═══ GIVEN TEXT ═══

Just to prove that the economy is on the mend, the world’s most expensive reading glasses have gone on sale in Dubai. And what do you get for US$ 75k – hand-crafted glasses, made in the USA, that are 18 carat gold with a sapphire and a diamond (for show I expect). One does not need any glasses to see that oil has been a major contributor to this recovery.
Thanks to average 2011 crude prices of US$ 110 and daily production in the region of 2.6 million barrels, UAE has again positioned itself as the second largest Arab economy. This was reflected in the country’s GDP increasing by almost 21% to US$ 360 billion. A massive 50% increase in crude prices over the year saw the country earn a record US$ 112 billion (compared to US$ 75 billion in 2010). Even though the year saw a 23% jump in imports, its current account rose to US$ 33 billion – a threefold increase – and its sovereign wealth fund has estimated assets of US$ 600 billion.
Despite higher air fares because of the spike in fuel prices, local hotels have already recorded record figures for Q1. Tourist figures will be further heightened by over 400,000 cruise passengers this year with more than 100 cruise ship calls expected to berth at the emirate’s Port Rashid.
With the temperatures rising, preparations are well under way for the 15th Dubai Summer Surprises which will start on 14 June. It is amazing to consider that last year the festival brought in over four million visitors and added US$ 2.4 billion to the Dubai economy. With the holy month of Ramadan starting mid-July, there is hope that records will be broken again in 2012. And the knock-on effect for, inter alia, the hotels, Emirates and retail will be considerable.
Local SMEs – which account for about 90% of the UAE economy – have been given a potential boost by HSBC’s announcement that it will set aside US$ 270 million for business loans of which 30% will be earmarked for Emirati-owned entities. This may help offset earlier news that this bank’s lending in the region had shrunk by 1% whereas elsewhere in the world all their loan books had headed north. HSBC’s total lend to local SMEs is in the region of US$ 600 million. Undoubtedly the nurturing of this sector is of paramount importance as it will be the key driver of future economic growth.

═══

TASKS TO COMPLETE -
A – In the commentary on the UAE economy, on what date does the 15th Dubai Summer Surprises begin?
B – Carry on the commentary on the UAE economy from its final sentence, matching its tone and style.
The records that come next were taken from a separate source and are unrelated to the text.

═══ PROVIDED INFORMATION ═══

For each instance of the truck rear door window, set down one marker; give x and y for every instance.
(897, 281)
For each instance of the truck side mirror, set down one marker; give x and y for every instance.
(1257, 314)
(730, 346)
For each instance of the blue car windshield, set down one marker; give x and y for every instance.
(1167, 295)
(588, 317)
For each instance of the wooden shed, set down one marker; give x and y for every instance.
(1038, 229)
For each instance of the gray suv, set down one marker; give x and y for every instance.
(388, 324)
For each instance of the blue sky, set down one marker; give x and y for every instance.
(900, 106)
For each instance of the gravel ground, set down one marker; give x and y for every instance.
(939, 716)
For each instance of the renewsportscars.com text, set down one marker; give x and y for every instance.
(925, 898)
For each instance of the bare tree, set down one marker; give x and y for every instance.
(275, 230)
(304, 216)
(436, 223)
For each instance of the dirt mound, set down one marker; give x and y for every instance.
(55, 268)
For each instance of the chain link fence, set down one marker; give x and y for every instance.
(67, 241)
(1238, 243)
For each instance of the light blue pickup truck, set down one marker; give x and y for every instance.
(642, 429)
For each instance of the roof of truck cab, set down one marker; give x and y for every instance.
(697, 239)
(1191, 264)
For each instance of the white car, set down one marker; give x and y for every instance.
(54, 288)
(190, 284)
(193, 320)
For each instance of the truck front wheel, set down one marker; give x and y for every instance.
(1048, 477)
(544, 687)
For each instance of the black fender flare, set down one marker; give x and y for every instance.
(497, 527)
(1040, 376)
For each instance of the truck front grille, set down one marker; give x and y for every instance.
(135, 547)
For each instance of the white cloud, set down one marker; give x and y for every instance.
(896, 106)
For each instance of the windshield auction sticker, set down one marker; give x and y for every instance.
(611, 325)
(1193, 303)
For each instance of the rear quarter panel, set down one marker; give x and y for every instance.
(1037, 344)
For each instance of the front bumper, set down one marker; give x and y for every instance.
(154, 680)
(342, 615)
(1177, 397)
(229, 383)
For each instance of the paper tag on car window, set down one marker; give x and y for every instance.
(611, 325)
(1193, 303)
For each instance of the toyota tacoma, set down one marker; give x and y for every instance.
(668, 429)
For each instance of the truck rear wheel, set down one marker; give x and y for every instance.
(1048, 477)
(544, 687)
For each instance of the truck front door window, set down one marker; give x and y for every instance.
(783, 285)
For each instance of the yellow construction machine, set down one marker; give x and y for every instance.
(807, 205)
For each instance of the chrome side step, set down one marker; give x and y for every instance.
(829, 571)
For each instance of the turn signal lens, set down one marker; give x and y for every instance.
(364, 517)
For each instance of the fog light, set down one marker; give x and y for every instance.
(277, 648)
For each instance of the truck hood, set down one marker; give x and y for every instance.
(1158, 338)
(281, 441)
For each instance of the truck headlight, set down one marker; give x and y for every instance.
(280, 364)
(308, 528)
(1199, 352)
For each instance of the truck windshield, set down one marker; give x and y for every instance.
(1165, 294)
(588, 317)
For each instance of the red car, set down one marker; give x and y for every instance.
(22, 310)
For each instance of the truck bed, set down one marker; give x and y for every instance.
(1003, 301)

═══
═══ PROVIDED INFORMATION ═══

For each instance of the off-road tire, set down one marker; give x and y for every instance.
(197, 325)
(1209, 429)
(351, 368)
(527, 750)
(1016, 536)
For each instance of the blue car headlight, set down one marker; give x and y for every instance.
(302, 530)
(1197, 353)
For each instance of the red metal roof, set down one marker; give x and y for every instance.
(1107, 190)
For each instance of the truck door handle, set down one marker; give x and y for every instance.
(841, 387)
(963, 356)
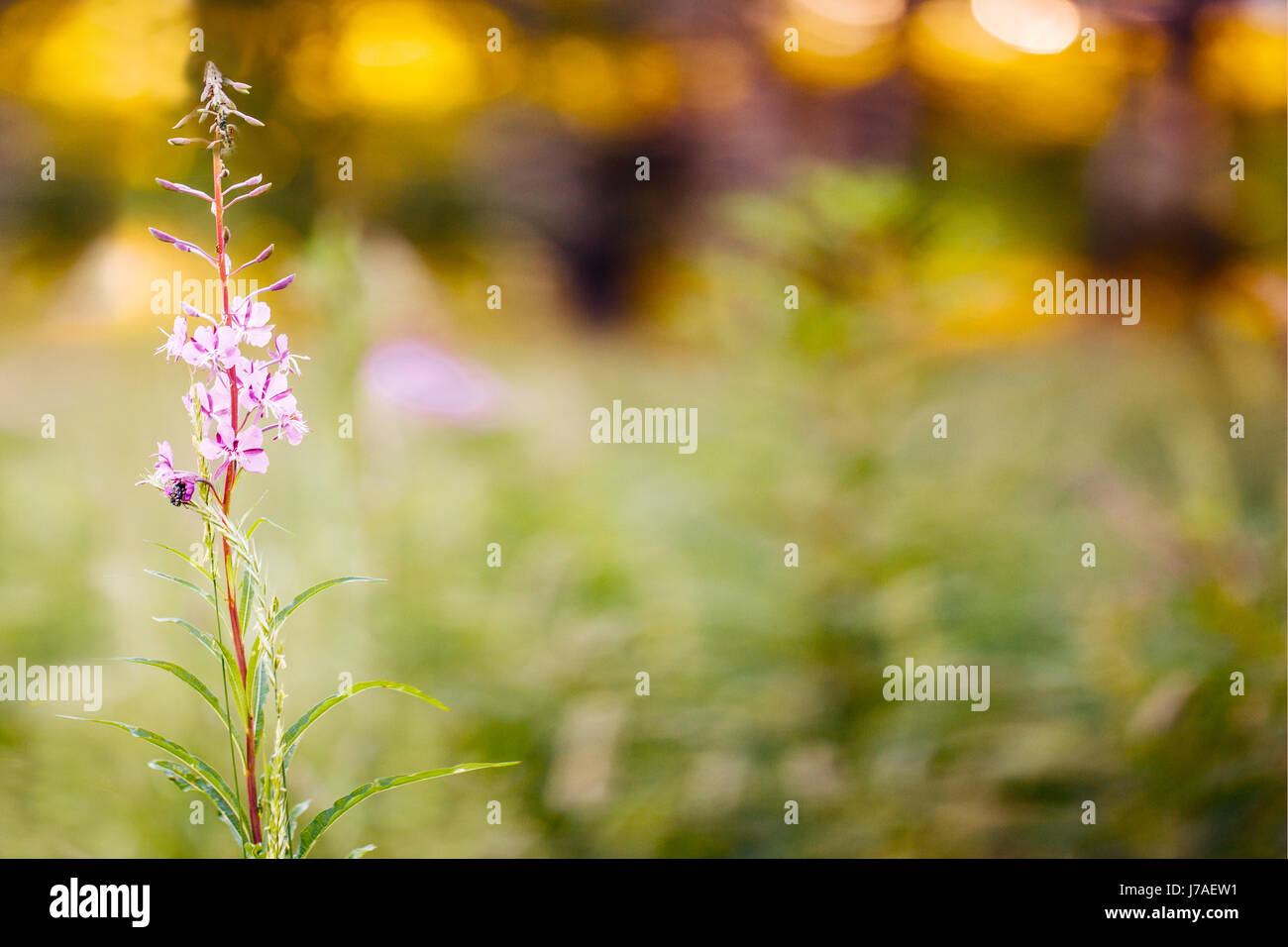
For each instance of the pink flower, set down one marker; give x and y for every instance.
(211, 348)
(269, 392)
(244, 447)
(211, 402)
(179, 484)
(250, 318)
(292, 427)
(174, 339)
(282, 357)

═══

TASK RESULTS -
A – It begins on 14 June.

B –
Some experts have indicated that commercial fraud costs the UAE US$ 160 million a year with the usual suspects being auto spare parts, tobacco, medicines, cosmetics and electrical appliances. Much is being done by the relevant authorities to tackle this growing problem.
Despite having some of the best highways in the world, Dubai does have a problem with some of its motorists. Last year, it was estimated that road accidents cost the UAE economy an estimated US$ 4.6 billion along with a human cost of 720 deaths and 7,800 injuries. In 2011, there were over 1.3 million speeding violations of which more than half were caught by cameras on the Sheikh Zayed Highway. After cancer and heart attack, speeding is thought to be third highest cause of death here.
Whilst on the subject of traffic violations, an interesting anecdote from Saudi Arabia where a man there was trying to settle his fines at a payment machine. Having pressed the wrong numbers, he found that he had traffic fine details of the King. He was so impressed and surprised to see the ruler being fined that he actually paid the fines amounting to US$ 2,000!
The Dubai Financial Market could do with a little of Saudi largesse following another flat week that ended with a 10 point gain to close on 1480. Expect little change (at least upwards) for the second half of May as the shares will be range bound for the foreseeable future.
In a recent blog, it was considered that Facebook was somewhat overvalued and so it has proved. No doubt the shares will continue to fall even further than from their first week close of US$ 33 and once again prove that many an investor lose money from a combination of their greed and ignorance.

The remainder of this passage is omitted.